— To be done —
Recast the data from the line containing "Given the photograph above, return bounding boxes for bracelet." through the line containing "[257,206,304,271]", both included, as a Markdown table with the columns Row and Line. Give each line its row number and omit blank lines.

— Dataset content —
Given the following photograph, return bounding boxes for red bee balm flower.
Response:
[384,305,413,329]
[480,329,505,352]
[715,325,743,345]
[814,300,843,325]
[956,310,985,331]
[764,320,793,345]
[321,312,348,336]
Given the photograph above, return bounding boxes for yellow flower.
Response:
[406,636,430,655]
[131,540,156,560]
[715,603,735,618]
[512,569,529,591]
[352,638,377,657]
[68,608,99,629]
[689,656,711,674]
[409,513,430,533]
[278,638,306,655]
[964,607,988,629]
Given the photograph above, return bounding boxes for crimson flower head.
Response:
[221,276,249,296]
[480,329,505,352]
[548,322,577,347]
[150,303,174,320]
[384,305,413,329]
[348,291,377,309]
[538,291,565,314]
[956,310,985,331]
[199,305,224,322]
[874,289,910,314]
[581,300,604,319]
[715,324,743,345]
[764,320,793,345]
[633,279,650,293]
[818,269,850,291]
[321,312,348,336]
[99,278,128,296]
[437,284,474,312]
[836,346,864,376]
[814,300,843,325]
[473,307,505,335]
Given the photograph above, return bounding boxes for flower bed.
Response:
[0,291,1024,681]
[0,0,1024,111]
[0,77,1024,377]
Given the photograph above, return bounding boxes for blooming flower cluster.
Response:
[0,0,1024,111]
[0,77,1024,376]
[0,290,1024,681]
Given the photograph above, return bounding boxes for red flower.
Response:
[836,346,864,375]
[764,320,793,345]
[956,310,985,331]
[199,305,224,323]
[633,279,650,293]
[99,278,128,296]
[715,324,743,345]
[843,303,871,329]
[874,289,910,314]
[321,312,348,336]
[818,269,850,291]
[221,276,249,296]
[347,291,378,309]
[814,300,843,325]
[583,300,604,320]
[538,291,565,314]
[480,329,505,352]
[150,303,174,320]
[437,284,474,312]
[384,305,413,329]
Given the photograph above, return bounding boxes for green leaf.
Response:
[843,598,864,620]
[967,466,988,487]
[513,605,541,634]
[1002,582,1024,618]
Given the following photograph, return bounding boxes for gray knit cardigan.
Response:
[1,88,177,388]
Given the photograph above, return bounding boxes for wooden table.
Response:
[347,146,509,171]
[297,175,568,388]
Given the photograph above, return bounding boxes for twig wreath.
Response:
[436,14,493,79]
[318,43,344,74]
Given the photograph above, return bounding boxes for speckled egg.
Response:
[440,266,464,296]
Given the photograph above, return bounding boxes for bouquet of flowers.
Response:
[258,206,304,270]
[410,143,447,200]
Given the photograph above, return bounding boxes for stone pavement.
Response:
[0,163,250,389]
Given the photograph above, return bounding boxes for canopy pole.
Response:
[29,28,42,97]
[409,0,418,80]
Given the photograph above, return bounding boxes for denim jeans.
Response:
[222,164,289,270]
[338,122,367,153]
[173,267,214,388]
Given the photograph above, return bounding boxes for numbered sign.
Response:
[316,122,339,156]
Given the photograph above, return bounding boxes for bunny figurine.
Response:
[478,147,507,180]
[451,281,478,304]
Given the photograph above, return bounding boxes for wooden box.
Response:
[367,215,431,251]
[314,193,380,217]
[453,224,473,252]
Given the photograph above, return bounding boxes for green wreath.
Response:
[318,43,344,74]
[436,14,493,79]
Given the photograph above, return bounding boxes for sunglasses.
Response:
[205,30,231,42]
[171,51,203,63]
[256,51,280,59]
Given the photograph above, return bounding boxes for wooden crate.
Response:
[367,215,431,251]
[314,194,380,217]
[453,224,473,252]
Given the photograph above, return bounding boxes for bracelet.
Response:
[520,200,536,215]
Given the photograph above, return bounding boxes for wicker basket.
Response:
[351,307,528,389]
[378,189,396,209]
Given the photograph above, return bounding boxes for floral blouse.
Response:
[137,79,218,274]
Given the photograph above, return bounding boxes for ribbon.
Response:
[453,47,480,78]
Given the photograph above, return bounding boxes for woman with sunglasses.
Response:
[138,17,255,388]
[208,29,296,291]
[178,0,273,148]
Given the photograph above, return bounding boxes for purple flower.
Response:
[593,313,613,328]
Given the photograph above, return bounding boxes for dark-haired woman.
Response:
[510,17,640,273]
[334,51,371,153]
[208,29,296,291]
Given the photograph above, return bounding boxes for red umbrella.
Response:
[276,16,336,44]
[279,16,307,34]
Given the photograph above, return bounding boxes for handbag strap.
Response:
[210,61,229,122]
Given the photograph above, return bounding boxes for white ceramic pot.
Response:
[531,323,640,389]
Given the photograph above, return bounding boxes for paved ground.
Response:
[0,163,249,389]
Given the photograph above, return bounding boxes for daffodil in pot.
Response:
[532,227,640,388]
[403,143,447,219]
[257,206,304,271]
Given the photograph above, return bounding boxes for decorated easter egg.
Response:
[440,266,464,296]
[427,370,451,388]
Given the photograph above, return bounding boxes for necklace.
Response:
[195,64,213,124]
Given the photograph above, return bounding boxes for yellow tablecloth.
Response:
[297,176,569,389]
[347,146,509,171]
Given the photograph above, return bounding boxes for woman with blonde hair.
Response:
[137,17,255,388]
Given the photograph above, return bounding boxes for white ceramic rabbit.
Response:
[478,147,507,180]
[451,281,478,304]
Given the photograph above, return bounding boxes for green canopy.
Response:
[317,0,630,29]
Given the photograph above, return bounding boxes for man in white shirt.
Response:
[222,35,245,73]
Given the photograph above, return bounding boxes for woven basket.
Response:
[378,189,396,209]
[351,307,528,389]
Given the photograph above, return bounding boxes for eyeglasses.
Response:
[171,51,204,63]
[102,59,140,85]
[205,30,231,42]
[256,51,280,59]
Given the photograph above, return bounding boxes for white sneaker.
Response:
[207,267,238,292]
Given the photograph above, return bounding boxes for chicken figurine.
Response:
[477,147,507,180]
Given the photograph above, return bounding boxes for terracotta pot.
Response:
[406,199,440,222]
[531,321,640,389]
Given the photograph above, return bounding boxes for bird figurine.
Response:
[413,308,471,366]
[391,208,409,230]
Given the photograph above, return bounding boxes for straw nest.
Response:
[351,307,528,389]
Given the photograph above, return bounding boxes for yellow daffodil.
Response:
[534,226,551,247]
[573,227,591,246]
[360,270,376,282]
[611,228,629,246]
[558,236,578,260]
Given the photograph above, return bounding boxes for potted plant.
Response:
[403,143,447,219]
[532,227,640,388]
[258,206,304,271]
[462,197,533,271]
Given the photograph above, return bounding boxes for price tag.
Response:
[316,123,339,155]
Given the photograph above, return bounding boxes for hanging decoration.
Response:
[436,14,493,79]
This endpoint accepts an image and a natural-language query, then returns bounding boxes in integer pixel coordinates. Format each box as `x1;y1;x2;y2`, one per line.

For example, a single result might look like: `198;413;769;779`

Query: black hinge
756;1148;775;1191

— Expected answer —
| Row | Line |
|---|---|
| 1 | Given the photograph above, return bounding boxes for bracelet. |
| 2 | Response: |
| 3 | [520,200,536,215] |
| 4 | Given the photograph above, return bounding boxes for wicker basket. |
| 5 | Response: |
| 6 | [351,307,528,389] |
| 7 | [378,189,396,209] |
| 8 | Given the photograph above, return bounding boxes for floral blouse. |
| 9 | Response: |
| 10 | [137,79,218,274] |
| 11 | Given the photograph above, return bounding boxes for ribbon. |
| 12 | Response: |
| 13 | [453,47,480,78] |
| 14 | Given the photograph above, return bounding boxes for woman with sunglasses. |
| 15 | Response: |
| 16 | [138,17,255,388] |
| 17 | [208,29,296,291] |
| 18 | [178,0,273,148] |
| 19 | Given the photograph above, return bounding boxes for purple flower. |
| 20 | Response: |
| 21 | [593,313,613,328] |
| 22 | Given the photograph above, return bounding boxes for dark-haired woman. |
| 23 | Response: |
| 24 | [510,17,640,273] |
| 25 | [334,51,371,153] |
| 26 | [208,29,296,291] |
| 27 | Given the photograph above, return bounding boxes for red umbrella. |
| 28 | Response: |
| 29 | [276,16,336,44] |
| 30 | [279,16,307,34] |
| 31 | Given the photograph above, return bounding boxes for handbag strap. |
| 32 | Response: |
| 33 | [210,61,229,122] |
| 34 | Given the photograph above, return bounding boxes for white ceramic pot. |
| 35 | Response: |
| 36 | [531,323,640,389] |
| 37 | Given the photograph above, return bounding boxes for paved ground. |
| 38 | Response: |
| 39 | [0,163,249,389] |
| 40 | Given the photograph above, return bounding boxes for daffodil in pot. |
| 41 | Response: |
| 42 | [532,227,640,388] |
| 43 | [403,143,447,219] |
| 44 | [257,206,304,271] |